TASK GOAL >> Retype all of the entries precisely.

RECORDS SUPPLIED >>
______

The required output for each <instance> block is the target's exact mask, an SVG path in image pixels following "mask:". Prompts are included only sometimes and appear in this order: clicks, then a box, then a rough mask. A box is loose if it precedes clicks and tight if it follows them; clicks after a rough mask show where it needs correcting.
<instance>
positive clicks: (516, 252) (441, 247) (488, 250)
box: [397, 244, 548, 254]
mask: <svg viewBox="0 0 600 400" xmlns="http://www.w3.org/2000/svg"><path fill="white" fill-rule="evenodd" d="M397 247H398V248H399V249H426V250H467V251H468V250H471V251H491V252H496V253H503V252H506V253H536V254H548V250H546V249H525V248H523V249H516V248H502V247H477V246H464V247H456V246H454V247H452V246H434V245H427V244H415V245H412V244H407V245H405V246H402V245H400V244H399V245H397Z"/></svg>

______

SOLUTION TO THE PROBLEM >>
The required output for each <instance> block is the target's exact mask, an SVG path in image pixels following "mask:". Prompts are included only sometimes and appear in this order: clicks, then a box, then a rough mask. A box is loose if it precedes clicks and tight if it follows them; clicks after a rough mask show where it needs correcting.
<instance>
positive clicks: (516, 252) (441, 247) (488, 250)
box: [397, 244, 548, 254]
mask: <svg viewBox="0 0 600 400" xmlns="http://www.w3.org/2000/svg"><path fill="white" fill-rule="evenodd" d="M397 247H398V248H399V249H426V250H467V251H468V250H471V251H491V252H496V253H503V252H506V253H536V254H548V250H546V249H525V248H523V249H516V248H502V247H477V246H464V247H456V246H454V247H452V246H434V245H427V244H415V245H412V244H407V245H405V246H402V245H400V244H399V245H397Z"/></svg>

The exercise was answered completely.